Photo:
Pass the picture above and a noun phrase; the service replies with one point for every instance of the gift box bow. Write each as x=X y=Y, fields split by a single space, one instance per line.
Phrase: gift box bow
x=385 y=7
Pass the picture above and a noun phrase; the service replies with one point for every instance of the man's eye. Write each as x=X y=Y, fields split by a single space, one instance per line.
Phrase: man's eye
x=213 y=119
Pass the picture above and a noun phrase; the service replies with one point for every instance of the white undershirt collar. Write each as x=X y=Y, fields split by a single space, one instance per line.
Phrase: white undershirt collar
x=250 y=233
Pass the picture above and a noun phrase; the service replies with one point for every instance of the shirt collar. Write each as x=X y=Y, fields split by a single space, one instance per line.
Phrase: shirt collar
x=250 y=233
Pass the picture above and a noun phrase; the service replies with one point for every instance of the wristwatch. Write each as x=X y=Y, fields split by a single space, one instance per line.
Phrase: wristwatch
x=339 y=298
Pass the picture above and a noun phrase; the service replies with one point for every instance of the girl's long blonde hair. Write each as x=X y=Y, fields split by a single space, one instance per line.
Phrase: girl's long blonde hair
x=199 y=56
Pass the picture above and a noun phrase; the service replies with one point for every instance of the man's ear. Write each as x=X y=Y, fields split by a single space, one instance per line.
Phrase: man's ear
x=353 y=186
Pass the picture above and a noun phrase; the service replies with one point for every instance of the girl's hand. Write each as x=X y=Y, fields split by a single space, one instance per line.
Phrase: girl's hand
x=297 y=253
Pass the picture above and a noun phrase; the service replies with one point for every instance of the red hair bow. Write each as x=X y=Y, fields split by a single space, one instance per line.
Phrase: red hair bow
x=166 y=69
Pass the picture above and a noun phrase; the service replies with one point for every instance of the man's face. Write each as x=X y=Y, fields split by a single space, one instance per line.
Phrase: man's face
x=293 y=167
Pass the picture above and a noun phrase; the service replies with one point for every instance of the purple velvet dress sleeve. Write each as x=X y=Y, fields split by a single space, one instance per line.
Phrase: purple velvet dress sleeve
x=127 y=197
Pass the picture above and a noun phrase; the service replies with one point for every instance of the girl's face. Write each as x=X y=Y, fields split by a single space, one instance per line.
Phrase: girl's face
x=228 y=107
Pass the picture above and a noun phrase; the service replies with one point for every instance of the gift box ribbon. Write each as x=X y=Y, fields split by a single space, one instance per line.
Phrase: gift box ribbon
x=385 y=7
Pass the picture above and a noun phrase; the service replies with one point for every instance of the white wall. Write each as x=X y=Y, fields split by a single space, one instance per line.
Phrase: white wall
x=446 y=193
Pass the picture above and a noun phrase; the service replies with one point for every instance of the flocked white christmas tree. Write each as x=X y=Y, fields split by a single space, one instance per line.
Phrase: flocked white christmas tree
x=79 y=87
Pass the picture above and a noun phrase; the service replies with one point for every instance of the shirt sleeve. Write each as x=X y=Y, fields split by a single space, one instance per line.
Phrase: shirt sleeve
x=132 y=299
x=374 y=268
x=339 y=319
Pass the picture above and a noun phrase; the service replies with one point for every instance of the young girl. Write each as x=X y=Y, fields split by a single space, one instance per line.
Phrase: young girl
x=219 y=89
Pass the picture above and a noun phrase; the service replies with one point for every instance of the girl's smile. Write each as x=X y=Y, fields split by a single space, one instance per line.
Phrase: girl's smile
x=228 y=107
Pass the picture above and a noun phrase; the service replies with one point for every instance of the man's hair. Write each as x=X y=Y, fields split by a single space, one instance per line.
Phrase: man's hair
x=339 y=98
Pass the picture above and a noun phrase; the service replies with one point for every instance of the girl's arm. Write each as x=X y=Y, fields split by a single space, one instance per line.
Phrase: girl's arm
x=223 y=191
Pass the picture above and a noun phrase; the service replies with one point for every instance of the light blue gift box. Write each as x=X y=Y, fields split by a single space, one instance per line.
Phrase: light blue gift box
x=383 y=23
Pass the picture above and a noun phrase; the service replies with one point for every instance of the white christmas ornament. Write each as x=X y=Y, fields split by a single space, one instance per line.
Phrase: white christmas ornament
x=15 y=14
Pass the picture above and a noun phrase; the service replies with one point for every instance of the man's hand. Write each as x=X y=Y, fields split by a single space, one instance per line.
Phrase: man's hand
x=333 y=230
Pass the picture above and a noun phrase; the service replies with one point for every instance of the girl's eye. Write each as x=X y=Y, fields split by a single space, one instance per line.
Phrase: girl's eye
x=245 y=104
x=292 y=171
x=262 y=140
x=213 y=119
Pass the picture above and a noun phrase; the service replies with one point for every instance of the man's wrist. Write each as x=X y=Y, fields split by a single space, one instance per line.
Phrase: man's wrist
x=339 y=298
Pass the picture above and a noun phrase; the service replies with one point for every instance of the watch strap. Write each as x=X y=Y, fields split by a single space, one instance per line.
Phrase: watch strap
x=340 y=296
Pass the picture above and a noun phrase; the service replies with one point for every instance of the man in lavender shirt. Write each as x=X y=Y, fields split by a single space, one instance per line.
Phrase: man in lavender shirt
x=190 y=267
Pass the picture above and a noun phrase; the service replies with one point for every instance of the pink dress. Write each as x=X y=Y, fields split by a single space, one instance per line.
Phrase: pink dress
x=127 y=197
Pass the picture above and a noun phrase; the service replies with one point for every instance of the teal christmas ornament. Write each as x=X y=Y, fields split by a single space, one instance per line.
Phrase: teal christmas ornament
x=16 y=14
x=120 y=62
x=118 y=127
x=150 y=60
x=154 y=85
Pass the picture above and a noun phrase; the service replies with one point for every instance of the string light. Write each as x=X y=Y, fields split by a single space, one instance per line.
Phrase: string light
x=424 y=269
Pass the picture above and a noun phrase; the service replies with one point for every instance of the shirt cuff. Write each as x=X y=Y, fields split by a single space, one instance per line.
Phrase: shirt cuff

^^^^^^^^

### Required task
Copy every entry above line for line, with no word changed.

### Answer below
Photo:
Pass the picture above and a noun phrase; the service replies with one point for every instance of the gift box bow. Write each as x=X y=Y, fields split by a single space, one instance per line.
Phrase: gift box bow
x=385 y=7
Pass the picture above and a noun phrase; the service replies with one point for every instance of the man's eye. Write each as x=X y=Y, fields split by a single space, one instance per line.
Phrase: man's eye
x=213 y=119
Pass the picture above and a noun phrase; the service replies with one point for every instance of the white undershirt collar. Write each as x=X y=Y, fields split by a single space, one instance per line.
Phrase: white undershirt collar
x=250 y=233
Pass the picture above and a noun phrase; the service replies with one point for every instance of the shirt collar. Write each as x=X y=Y, fields split by a single space, one instance per line.
Phrase: shirt collar
x=250 y=233
Pass the picture above and a noun phrase; the service replies with one point for every instance of the wristwatch. Write each as x=X y=Y, fields split by a single space, one instance per line.
Phrase: wristwatch
x=339 y=298
Pass the picture above and a noun phrase; the service replies with one point for every instance of the girl's long blonde hair. Write each as x=X y=Y, fields split by a single space, one instance per line.
Phrase: girl's long blonde hair
x=199 y=56
Pass the picture above and a noun phrase; the service replies with one point for every instance of the man's ear. Write each as x=X y=Y, fields split by a single space, one instance per line.
Phrase: man's ear
x=353 y=186
Pass the picture above and a noun phrase; the service replies with one point for every instance of the girl's hand. Write each as x=X y=Y, fields split by a single space, one instance per line.
Phrase: girl's hand
x=297 y=253
Pass the picture above and a noun phrase; the service replies with one point for every instance of the red hair bow. Write each as x=X y=Y, fields split by a single space, one instance per line.
Phrase: red hair bow
x=166 y=69
Pass the picture above and a noun phrase; the service replies with one point for every instance of the man's face. Write each as x=X y=Y, fields split by a single space, one instance per line.
Phrase: man's face
x=293 y=167
Pass the picture above and a noun phrase; the service replies with one point for every instance of the purple velvet dress sleeve. Write each as x=X y=Y, fields split by a single space, one instance per line.
Phrase: purple velvet dress sleeve
x=127 y=197
Pass the picture above and a noun phrase; the service replies with one point for every instance of the girl's face. Write each as x=X y=Y, fields split by a single space, one instance per line.
Phrase: girl's face
x=228 y=107
Pass the picture above and a noun phrase; the service replies with one point for every instance of the gift box ribbon. Write each as x=X y=Y, fields split by a single space, one instance per line.
Phrase: gift box ribbon
x=385 y=7
Pass the picture above and a noun phrase; the service replies with one point for every instance of the white wall. Write each as x=X y=Y, fields split by a single space, one instance per line.
Phrase: white wall
x=446 y=193
Pass the picture above and a noun phrase; the service replies with one point for every instance of the flocked white christmas tree. Write each as x=X y=Y, fields split by a single space, one instance per line.
Phrase: flocked white christmas tree
x=79 y=87
Pass the picture above and a noun phrase; the service replies with one point for every instance of the shirt sleeve. Write each as x=X y=Y, fields split by a single space, one instance per line.
Phrase: shirt sleeve
x=132 y=299
x=374 y=268
x=339 y=319
Pass the picture above and a noun phrase; the service replies with one point for every instance of the young girl. Write each as x=X y=Y, fields split by a single space, one instance per line.
Phrase: young girl
x=219 y=89
Pass the picture above and a noun phrase; the service replies with one point for every instance of the girl's smile. Write each as x=X y=Y, fields split by a single space, one instance per line.
Phrase: girl's smile
x=228 y=107
Pass the picture above and a noun phrase; the service replies with one point for every instance of the man's hair. Write each as x=X y=Y, fields split by a single space, one instance per line.
Phrase: man's hair
x=339 y=98
Pass the picture above and a noun phrase; the service replies with one point for every instance of the girl's arm. Write each as x=X y=Y, fields split by a single space, one instance per line.
Phrase: girl's arm
x=223 y=191
Pass the picture above and a noun phrase; the service replies with one point for every instance of the light blue gift box. Write each as x=X y=Y, fields split by a single space, one instance per line.
Phrase: light blue gift box
x=383 y=23
Pass the picture above and a noun phrase; the service replies with one point for every instance of the white christmas ornament. Write each as x=X y=Y, fields split by a single space, one instance per line.
Phrase: white christmas ornament
x=15 y=14
Pass the picture above and a noun phrase; the service replies with one point for every instance of the man's hand. Write each as x=X y=Y, fields split by a single space, one instance per line.
Phrase: man's hand
x=333 y=230
Pass the picture above and a noun phrase; the service replies with one point for every instance of the girl's eye. Write each as x=X y=Y, fields split by a single space, one instance per line.
Phrase: girl's eye
x=245 y=104
x=292 y=171
x=262 y=140
x=213 y=119
Pass the picture above and a noun phrase; the service replies with one point for every instance of the man's wrist. Write each as x=X y=Y, fields split by a single space, one instance per line.
Phrase: man's wrist
x=339 y=298
Pass the picture above and a noun phrase; the service replies with one point for every instance of the watch strap. Write each as x=X y=Y, fields split by a single space, one instance per line.
Phrase: watch strap
x=340 y=296
Pass the picture above and a noun phrase; the service replies with one point for every instance of the man in lavender shirt. Write each as x=X y=Y, fields split by a single space, one instance per line.
Phrase: man in lavender shirt
x=190 y=267
Pass the picture above and a noun phrase; the service replies with one point for every instance of the pink dress. Write each as x=X y=Y, fields split by a single space, one instance per line.
Phrase: pink dress
x=127 y=197
Pass the picture above and a noun phrase; the service replies with one point for every instance of the teal christmas ornament. Write each as x=X y=Y, fields split by a single space, one instance per line.
Phrase: teal christmas ornament
x=16 y=14
x=120 y=62
x=118 y=127
x=150 y=60
x=154 y=85
Pass the picture above and a noun phrase; the service replies with one point for every instance of the string light. Write each as x=X y=Y, fields split by a single space, one instance per line.
Phrase: string light
x=424 y=269
Pass the picture above and a noun phrase; the service replies with one point for every instance of the shirt cuff. Write each as x=X y=Y, fields split by a single space, one instance per line.
Phrase: shirt cuff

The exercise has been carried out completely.